▶ _PROBLEM DESCRIPTION_: Convert every line of the items below into a JSON list of strings, one string per line, and leave out any blank lines.

## begin

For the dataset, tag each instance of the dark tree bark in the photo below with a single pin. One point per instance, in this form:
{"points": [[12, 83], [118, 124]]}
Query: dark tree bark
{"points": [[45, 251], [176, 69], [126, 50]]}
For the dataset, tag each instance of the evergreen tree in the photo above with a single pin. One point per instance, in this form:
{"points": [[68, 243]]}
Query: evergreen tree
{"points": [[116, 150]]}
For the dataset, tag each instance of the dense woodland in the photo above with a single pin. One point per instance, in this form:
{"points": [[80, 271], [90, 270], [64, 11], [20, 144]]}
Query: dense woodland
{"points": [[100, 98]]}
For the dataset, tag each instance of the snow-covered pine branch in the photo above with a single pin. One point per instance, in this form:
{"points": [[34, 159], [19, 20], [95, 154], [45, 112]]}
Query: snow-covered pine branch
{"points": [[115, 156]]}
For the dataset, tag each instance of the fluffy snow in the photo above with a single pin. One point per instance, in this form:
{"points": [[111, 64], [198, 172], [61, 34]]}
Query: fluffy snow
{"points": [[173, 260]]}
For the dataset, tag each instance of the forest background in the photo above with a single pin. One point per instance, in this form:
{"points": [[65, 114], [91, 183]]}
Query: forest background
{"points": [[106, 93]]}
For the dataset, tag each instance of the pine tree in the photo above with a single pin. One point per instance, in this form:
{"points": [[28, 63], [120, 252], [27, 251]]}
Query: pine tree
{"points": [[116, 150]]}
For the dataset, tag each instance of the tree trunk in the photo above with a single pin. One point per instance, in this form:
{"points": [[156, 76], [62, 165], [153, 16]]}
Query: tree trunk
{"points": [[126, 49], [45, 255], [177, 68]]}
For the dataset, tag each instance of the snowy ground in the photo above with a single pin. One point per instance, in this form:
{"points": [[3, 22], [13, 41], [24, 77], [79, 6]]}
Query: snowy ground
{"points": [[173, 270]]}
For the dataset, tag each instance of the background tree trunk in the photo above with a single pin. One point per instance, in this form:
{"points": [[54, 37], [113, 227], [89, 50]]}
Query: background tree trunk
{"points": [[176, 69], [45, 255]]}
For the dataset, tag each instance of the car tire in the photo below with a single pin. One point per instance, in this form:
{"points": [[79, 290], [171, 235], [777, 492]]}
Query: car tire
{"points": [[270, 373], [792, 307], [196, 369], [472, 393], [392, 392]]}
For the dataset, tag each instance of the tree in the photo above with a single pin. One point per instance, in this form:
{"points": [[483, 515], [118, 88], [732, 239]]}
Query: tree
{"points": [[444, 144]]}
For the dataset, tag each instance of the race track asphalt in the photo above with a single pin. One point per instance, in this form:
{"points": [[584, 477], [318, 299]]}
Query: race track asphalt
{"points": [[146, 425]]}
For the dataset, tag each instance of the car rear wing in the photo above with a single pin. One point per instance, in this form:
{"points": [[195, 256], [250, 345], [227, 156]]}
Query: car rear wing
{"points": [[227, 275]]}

## end

▶ _FINISHED ANSWER_:
[
  "For the dataset, tag each instance of the dark tree bark in the photo below with a single pin. One point per instance, in this form:",
  "{\"points\": [[12, 83], [118, 124]]}",
  "Query: dark tree bark",
  "{\"points\": [[45, 251], [176, 69], [126, 50]]}",
  "For the dataset, tag each instance of the evergreen tree in the photo above with a single pin. One point per instance, in this form:",
  "{\"points\": [[68, 243]]}",
  "Query: evergreen tree",
  "{\"points\": [[116, 150]]}",
  "For the dataset, tag each instance of the dense woodland in the photo above with a single pin. One point per instance, in this form:",
  "{\"points\": [[80, 271], [90, 270], [64, 11], [20, 144]]}",
  "Query: dense woodland",
  "{\"points\": [[100, 98]]}",
  "For the dataset, tag each instance of the snow-covered pine branch in the photo above with a single pin. One point per instance, in this form:",
  "{\"points\": [[34, 159], [19, 20], [95, 154], [45, 112]]}",
  "Query: snow-covered pine branch",
  "{\"points\": [[115, 156]]}",
  "For the dataset, tag each instance of the fluffy snow in the photo above with a single pin. One point per instance, in this form:",
  "{\"points\": [[111, 64], [198, 172], [61, 34]]}",
  "Query: fluffy snow",
  "{\"points\": [[173, 260]]}",
  "For the dataset, tag each instance of the forest background in the photo above with a single pin. One point per instance, in this form:",
  "{\"points\": [[65, 114], [91, 183]]}",
  "Query: forest background",
  "{\"points\": [[106, 93]]}",
  "For the dataset, tag each instance of the pine tree in the photo above with a single pin. One point per instance, in this form:",
  "{\"points\": [[28, 63], [120, 252], [27, 251]]}",
  "Query: pine tree",
  "{\"points\": [[116, 150]]}",
  "For the dataset, tag each instance of the tree trunk in the photo above with a single pin. One point per instance, in this form:",
  "{\"points\": [[156, 76], [62, 165], [153, 16]]}",
  "Query: tree trunk",
  "{\"points\": [[126, 49], [45, 255], [177, 68]]}",
  "For the dataset, tag each instance of the snowy ground in the photo above with a single pin. One point per instance, in this form:",
  "{\"points\": [[3, 22], [13, 41], [24, 77], [79, 6]]}",
  "Query: snowy ground",
  "{\"points\": [[173, 270]]}",
  "For the dataset, tag each instance of the background tree trunk in the photo above with a single pin. One point per instance, in this form:",
  "{\"points\": [[54, 37], [113, 227], [89, 50]]}",
  "Query: background tree trunk",
  "{\"points\": [[176, 69], [45, 255]]}",
  "For the dataset, tag each instance of the car tire in the photo below with a single pin. One point per instance, in this form:",
  "{\"points\": [[79, 290], [171, 235], [777, 492]]}",
  "Query: car tire",
  "{\"points\": [[270, 373], [792, 307], [196, 369], [472, 393], [392, 392]]}",
  "For the dataset, tag each instance of the tree in the photo above with a single pin. One point per instance, in this form:",
  "{\"points\": [[483, 515], [118, 88], [732, 239]]}",
  "Query: tree",
  "{\"points\": [[444, 144]]}",
  "For the dataset, tag each instance of the race track asphalt in the photo above with a single pin. One point per instance, in this form:",
  "{\"points\": [[584, 477], [318, 299]]}",
  "Query: race track asphalt",
  "{\"points\": [[146, 425]]}",
  "For the dataset, tag each instance of the car rear wing in the photo above with a single pin. One point per instance, in this form:",
  "{\"points\": [[195, 256], [250, 345], [227, 156]]}",
  "Query: car rear wing",
  "{\"points\": [[227, 275]]}"
]